=== WORK TO COMPLETE ===
Rewrite the listing with "green plant" swapped for "potted fern" everywhere it occurs, leaving everything else the same.

=== MATERIAL SHOWN ===

§ §

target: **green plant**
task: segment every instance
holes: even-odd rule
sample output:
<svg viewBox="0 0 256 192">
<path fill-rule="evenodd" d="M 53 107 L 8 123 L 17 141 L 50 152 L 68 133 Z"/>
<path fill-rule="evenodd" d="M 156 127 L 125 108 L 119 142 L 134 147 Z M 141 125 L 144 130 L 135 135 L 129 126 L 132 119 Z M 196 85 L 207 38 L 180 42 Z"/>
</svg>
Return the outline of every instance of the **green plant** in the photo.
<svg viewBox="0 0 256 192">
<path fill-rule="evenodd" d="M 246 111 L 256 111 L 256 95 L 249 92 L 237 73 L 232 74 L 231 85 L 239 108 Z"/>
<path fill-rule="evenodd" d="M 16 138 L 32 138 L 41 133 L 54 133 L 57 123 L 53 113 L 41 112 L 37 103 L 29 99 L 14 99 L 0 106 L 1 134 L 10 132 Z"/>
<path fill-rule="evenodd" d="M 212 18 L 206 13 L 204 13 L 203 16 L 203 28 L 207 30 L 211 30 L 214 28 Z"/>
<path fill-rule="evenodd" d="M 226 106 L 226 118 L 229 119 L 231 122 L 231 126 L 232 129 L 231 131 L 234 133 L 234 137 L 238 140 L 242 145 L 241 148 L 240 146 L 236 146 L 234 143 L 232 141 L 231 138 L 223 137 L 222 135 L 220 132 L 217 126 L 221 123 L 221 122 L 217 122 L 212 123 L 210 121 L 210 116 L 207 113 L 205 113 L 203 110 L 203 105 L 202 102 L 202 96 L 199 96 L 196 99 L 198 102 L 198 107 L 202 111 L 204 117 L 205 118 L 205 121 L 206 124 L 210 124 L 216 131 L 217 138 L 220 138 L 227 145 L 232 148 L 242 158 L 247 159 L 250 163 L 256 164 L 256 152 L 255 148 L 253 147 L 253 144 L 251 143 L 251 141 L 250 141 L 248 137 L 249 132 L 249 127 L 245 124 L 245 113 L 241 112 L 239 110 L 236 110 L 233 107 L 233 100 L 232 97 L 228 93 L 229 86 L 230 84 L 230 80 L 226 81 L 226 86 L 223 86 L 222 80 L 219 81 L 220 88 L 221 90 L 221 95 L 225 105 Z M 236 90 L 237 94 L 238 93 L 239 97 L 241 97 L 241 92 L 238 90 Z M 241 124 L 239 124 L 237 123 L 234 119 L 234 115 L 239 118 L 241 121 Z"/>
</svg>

§ §

=== TASK SOLUTION ===
target: **potted fern**
task: segment every instance
holes: even-odd rule
sample output:
<svg viewBox="0 0 256 192">
<path fill-rule="evenodd" d="M 53 107 L 8 123 L 17 141 L 50 152 L 68 133 Z"/>
<path fill-rule="evenodd" d="M 156 127 L 125 108 L 119 142 L 134 147 Z M 141 125 L 144 130 L 135 135 L 129 126 L 132 119 Z M 196 85 L 207 38 L 180 42 Z"/>
</svg>
Return the outline of every instance of the **potted fern** in the photo.
<svg viewBox="0 0 256 192">
<path fill-rule="evenodd" d="M 246 111 L 256 111 L 256 95 L 249 92 L 237 73 L 232 74 L 231 85 L 239 108 Z"/>
<path fill-rule="evenodd" d="M 16 138 L 32 138 L 41 133 L 54 133 L 57 123 L 53 113 L 41 112 L 37 103 L 29 99 L 14 99 L 0 106 L 1 134 L 10 132 Z"/>
<path fill-rule="evenodd" d="M 212 18 L 206 13 L 204 13 L 203 16 L 203 28 L 207 30 L 211 30 L 214 28 Z"/>
<path fill-rule="evenodd" d="M 226 106 L 226 118 L 229 119 L 231 122 L 231 126 L 232 129 L 231 131 L 234 133 L 234 137 L 238 140 L 242 145 L 241 148 L 240 146 L 236 146 L 234 143 L 232 141 L 231 138 L 223 137 L 222 135 L 220 132 L 217 126 L 221 123 L 221 122 L 217 122 L 212 123 L 210 121 L 210 116 L 207 113 L 205 113 L 203 110 L 203 105 L 202 102 L 202 96 L 199 96 L 196 99 L 198 102 L 198 107 L 202 111 L 204 117 L 205 118 L 205 121 L 206 124 L 210 124 L 216 131 L 217 138 L 220 138 L 227 145 L 232 148 L 242 158 L 247 159 L 250 163 L 256 164 L 256 152 L 255 148 L 253 147 L 253 144 L 251 143 L 251 141 L 250 141 L 248 137 L 249 132 L 249 127 L 245 124 L 245 113 L 241 112 L 239 110 L 236 110 L 233 107 L 233 100 L 232 97 L 228 93 L 229 86 L 230 84 L 230 80 L 226 81 L 226 86 L 223 86 L 222 80 L 219 81 L 220 88 L 221 90 L 221 95 L 225 105 Z M 236 90 L 237 94 L 238 93 L 239 97 L 241 97 L 241 92 L 238 90 Z M 241 124 L 239 124 L 237 123 L 234 119 L 234 115 L 239 118 L 241 121 Z"/>
</svg>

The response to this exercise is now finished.